Challenge:
Copy out the material below, replacing "split by a single space" with "separated by one space" wherever it occurs and keeping every other character the same.

(Dataset records about where objects are located)
────────────────
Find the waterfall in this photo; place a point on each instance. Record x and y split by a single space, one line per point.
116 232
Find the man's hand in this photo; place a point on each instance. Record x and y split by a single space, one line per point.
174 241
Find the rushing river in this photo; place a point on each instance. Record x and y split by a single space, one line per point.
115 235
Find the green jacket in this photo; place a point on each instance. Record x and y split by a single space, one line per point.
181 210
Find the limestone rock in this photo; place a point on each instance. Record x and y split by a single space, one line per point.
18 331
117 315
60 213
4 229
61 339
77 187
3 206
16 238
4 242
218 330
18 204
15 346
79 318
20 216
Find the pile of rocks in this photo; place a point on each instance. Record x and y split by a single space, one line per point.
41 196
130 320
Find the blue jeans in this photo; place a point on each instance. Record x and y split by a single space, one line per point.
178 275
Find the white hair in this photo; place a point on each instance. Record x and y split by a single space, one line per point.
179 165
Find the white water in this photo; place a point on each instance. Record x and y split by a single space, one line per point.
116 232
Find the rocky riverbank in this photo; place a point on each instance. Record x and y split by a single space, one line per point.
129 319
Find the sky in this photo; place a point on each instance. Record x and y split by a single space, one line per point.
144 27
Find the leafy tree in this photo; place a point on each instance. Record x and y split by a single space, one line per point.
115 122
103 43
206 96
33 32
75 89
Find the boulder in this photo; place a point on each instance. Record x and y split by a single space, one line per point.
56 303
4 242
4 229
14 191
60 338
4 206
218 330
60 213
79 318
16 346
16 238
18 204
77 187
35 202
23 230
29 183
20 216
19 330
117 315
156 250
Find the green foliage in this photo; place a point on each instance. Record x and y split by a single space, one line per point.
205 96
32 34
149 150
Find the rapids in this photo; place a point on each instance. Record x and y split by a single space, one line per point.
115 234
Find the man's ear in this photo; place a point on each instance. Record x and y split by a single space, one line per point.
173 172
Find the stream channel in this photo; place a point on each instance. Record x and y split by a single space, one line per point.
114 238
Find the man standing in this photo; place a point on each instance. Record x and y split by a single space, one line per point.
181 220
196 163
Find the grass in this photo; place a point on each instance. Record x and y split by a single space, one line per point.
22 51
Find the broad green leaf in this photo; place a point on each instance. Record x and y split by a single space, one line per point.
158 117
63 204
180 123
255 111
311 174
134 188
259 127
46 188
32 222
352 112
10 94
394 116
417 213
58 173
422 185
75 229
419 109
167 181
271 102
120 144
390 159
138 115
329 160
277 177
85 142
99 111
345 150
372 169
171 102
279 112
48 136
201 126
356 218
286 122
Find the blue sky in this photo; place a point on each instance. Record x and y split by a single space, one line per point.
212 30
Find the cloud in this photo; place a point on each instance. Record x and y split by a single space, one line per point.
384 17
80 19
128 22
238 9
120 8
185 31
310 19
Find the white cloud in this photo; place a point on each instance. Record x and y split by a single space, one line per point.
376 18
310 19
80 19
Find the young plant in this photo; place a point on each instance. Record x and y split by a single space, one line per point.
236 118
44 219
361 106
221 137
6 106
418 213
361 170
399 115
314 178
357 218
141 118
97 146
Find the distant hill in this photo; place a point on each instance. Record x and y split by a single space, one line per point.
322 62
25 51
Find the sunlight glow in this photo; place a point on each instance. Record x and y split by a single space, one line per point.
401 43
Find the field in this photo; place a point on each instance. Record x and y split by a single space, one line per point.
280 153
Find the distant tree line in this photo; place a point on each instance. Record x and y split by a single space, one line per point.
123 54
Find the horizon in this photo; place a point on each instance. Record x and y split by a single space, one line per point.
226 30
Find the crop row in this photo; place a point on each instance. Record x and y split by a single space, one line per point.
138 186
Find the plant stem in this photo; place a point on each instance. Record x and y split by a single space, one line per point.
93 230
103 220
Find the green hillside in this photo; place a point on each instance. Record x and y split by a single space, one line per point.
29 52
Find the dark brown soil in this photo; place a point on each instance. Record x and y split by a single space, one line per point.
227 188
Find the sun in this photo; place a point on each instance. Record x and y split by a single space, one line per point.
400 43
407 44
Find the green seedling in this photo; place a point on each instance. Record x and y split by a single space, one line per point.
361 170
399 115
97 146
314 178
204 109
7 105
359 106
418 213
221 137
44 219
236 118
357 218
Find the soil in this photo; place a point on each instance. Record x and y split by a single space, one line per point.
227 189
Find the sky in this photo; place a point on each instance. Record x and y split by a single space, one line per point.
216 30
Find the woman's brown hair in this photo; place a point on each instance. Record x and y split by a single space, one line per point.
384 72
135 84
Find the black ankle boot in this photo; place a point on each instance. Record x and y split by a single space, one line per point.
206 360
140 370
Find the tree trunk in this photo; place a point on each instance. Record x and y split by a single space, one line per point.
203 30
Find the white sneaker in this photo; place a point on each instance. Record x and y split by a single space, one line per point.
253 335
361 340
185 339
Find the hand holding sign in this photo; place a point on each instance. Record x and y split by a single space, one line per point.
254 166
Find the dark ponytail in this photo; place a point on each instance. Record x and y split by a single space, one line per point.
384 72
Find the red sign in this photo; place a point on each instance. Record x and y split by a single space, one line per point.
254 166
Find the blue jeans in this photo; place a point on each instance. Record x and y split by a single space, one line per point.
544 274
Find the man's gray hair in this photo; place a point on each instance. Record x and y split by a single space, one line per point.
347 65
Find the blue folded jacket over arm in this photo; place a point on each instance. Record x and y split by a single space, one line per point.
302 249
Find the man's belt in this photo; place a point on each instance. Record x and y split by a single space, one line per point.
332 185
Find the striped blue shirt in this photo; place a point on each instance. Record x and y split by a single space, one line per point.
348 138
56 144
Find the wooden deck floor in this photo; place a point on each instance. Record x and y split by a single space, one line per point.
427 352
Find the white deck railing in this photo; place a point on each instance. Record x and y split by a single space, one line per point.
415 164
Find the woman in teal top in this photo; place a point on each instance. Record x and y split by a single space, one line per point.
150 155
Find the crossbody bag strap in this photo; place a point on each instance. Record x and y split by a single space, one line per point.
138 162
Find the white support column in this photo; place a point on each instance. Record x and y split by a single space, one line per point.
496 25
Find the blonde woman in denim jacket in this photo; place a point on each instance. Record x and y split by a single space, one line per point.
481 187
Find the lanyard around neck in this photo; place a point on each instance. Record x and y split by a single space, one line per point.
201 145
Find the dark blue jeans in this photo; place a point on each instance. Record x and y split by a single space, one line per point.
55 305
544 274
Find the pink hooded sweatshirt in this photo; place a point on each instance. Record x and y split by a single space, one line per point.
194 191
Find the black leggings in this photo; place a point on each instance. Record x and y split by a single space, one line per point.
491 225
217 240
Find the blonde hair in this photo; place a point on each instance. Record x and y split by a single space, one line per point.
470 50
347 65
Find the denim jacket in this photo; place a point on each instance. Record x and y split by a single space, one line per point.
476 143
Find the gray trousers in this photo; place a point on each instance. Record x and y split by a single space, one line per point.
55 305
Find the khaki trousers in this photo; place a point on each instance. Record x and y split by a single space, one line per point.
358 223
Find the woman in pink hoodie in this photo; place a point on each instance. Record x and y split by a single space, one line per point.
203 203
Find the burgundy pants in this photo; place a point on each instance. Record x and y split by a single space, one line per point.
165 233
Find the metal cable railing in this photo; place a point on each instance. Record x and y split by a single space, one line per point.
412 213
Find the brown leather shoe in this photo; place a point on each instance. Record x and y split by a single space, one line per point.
────────────────
Result:
Find the waterfall in this photo; place a point on each instance. Record x and y separated by one space, one line per point.
116 232
Find the man's hand in this photo; place a point on each instance. Record x and y separated by one space, one line per point.
174 241
Find the rushing river in this photo; place a point on each instance. Record x and y separated by one space, one line per point.
115 235
Find the green jacket in this photo; place a point on each instance. Record x and y separated by one space, one line per point.
181 210
Find the limestone rock in this photo; place a point on each instance. Record x and y separated by one space, one line per point.
18 331
117 315
60 213
4 229
61 339
77 187
3 206
16 238
4 242
218 330
18 204
15 346
79 318
20 216
Find the pile of rocks in this photo; place a point on each instance. Record x and y separated by one space, one line per point.
41 196
130 320
Find the blue jeans in this photo; place a point on each instance. Record x and y separated by one space, one line per point.
178 275
Find the white hair in this photo; place a point on each instance. Record x and y separated by one space, one line per point.
179 165
Find the white water in this photo; place a point on each instance. Record x and y separated by one space, one line per point.
116 232
Find the rocky riverbank in this photo; place a point on each instance. Record x and y separated by one space, one line per point.
129 319
Find the sky in this photo; place a point on each instance. Record x and y separated by one space, one line per point.
144 27
Find the leafy tree in this photo; place a point on each instance. Record x and y separated by one space, one line per point.
115 122
103 43
206 96
33 32
75 89
Find the boulder in this photo; place a point on each instance. Record x and y separated by one space, one line per point.
56 303
4 242
4 229
14 191
60 338
4 206
218 330
60 213
79 318
16 346
16 238
18 204
77 187
35 202
23 230
29 183
20 216
19 330
117 315
156 250
Find the green foliage in this photo; place a point on each instance. Record x and y separated by one space, one line per point.
205 96
32 34
149 150
Find the rapids in this photo; place a point on each instance. Record x and y separated by one space, one line per point.
115 234
Find the man's ear in this photo; place a point on each instance. Record x and y separated by one space, one line per point.
173 172
Find the stream channel in this photo; place a point on each instance. Record x and y separated by one space, one line per point.
114 238
Find the man standing in this photo; place a point on each instance. Record x and y separated by one space, one line per point.
181 220
196 163
Find the grass in this photo; place a point on each instance. Record x and y separated by one space, one line per point.
22 51
Find the broad green leaf in this photo; place a point on each instance. Record x and y separated by one space, one line per point.
158 117
63 204
180 123
255 111
311 174
134 188
259 127
46 188
32 222
352 112
10 94
394 116
417 213
58 173
422 185
75 229
419 109
167 181
271 102
120 144
390 159
138 115
329 160
277 177
85 142
99 111
345 150
372 169
171 102
279 112
48 136
201 126
356 218
286 122
Find the blue sky in this photo; place a point on each instance. Record x and y separated by one space, one line per point.
212 30
Find the cloud in this photo; place a point on each instance. Record x and y separated by one space, one line per point.
384 17
80 19
128 22
238 9
120 8
185 31
310 19
Find the white cloud in this photo; place a point on each instance. Record x and y separated by one space, one line per point.
376 18
310 19
80 19
Find the young plant in this photo; place a point on each instance. Record x and y separated by one space, one line per point.
236 118
44 219
361 106
221 137
6 106
418 213
361 170
399 115
314 178
357 218
141 118
97 146
Find the distant hill in this photo; place a point on each instance. Record x and y separated by one space, one line per point.
322 62
25 51
Find the sunlight glow in this photo; place a point on each instance. Record x and y separated by one space, one line per point.
401 43
Find the field in this photo; place a point on each instance. Record x and y separated by one space, one line per point.
280 153
Find the distant tree line in this photo; place a point on each instance. Record x and y separated by one space, one line per point.
123 54
Find the horizon in this photo; place a point on each instance. Record x and y separated by one space, one line per point.
226 30
Find the crop row in this photo; place a point on each instance. Record x and y separated by one space, one line per point.
138 186
Find the plant stem in this photo; place a point on each instance. Record x and y separated by one space, one line per point.
93 230
103 220
Find the green hillside in this photo; place a point on each instance. Record x and y separated by one space, one line per point.
29 52
Find the dark brown soil in this photo; place a point on each instance. Record x and y separated by one space, one line per point.
227 188
Find the sun in this photo; place a point on each instance. Record x and y separated by one space, one line per point.
400 43
407 44
Find the green seedling in this photo; place a point on each instance. Record x and y separated by one space, one line per point.
361 170
399 115
97 146
314 178
204 109
7 105
359 106
418 213
221 137
44 219
236 118
357 218
Find the soil in this photo; place a point on each instance. Record x and y separated by one space, one line per point.
227 189
Find the sky in this photo; place a point on each instance. Record x and y separated by one space, one line per point.
216 30
Find the woman's brown hair in this photo; place a point on each instance. Record x and y separated by one space, one line per point.
384 72
135 84
Find the black ankle boot in this photo; place a point on each instance. Record x and y separated by one space, one line per point.
206 360
140 370
Find the tree trunk in this photo; place a point on each instance. Record x and y separated by one space, one line per point.
203 30
Find the white sneaker in this photo; place a point on each instance. Record x and y separated by one space, one line per point.
253 335
361 340
185 339
Find the hand holding sign in this photo; place a point on each instance. Record x and y separated by one space, one line per point.
254 166
Find the dark ponytail in this photo; place a point on each instance. Record x and y separated by one space, one line per point.
384 72
Find the red sign in this photo; place a point on each instance. Record x and y separated by one space, one line per point.
254 166
Find the blue jeans in this photo; place a point on each instance. Record x and y separated by one space, one line per point.
544 274
Find the man's gray hair in this photo; place a point on each instance. Record x and y separated by one space, one line per point.
347 65
Find the blue folded jacket over arm in this photo; place a point on each instance. Record x and y separated by one space, one line per point.
302 249
Find the man's belt in this photo; place a point on each instance. Record x and y separated by one space, one line per point.
332 185
Find the striped blue shirt in this photo; place a point on each instance. Record x and y separated by one space, one line per point.
348 138
56 144
Find the wooden deck floor in this photo; place a point on each instance. Record x and y separated by one space, one line per point.
427 352
Find the white deck railing in this photo; place a point on each instance. Record x and y separated by one space, one line per point.
415 164
Find the woman in teal top in this photo; place a point on each instance. Record x and y separated by one space, one line per point.
150 155
Find the crossbody bag strap in this photo; place a point on each instance. Record x and y separated by one space, one line per point.
138 162
Find the white support column in this photo; place a point on each instance. Record x and y separated by one space, one line per point.
496 25
Find the blonde woman in denim jacket in this photo; place a point on each instance. Record x and y separated by one space, one line per point.
481 187
Find the lanyard around neck in this photo; place a point on each instance. Record x and y separated by one space, one line per point.
201 145
Find the dark blue jeans in this photo; place a point on each instance. Record x and y separated by one space, one line per point.
55 305
544 274
Find the pink hooded sweatshirt in this photo; place a point on each instance. Record x and y separated by one space, one line per point.
194 191
Find the black leggings in this photo; place a point on each instance. Record x and y separated by one space, one line per point.
491 225
217 240
Find the blonde hair in this photo; place a point on each instance. Record x and y separated by one space, one line per point.
470 50
347 65
Find the denim jacket in this photo; place a point on each instance. Record x and y separated by one space, one line per point.
476 143
Find the gray trousers in this photo; place a point on each instance. Record x and y separated by one space, one line per point.
55 305
Find the khaki trousers in this photo; place a point on each instance. Record x and y separated by one space, one line per point.
358 223
Find the woman in pink hoodie in this photo; place a point on each instance. Record x and y separated by one space, one line per point.
203 203
Find the burgundy pants in this photo; place a point on each instance. Record x and y separated by one space, one line per point.
165 233
Find the metal cable railing in this photo; place a point on each instance. Record x and y separated by one space, one line per point.
412 213
Find the brown leather shoe in this photo; place a point on each instance. Record x and y separated by one space, one line per point.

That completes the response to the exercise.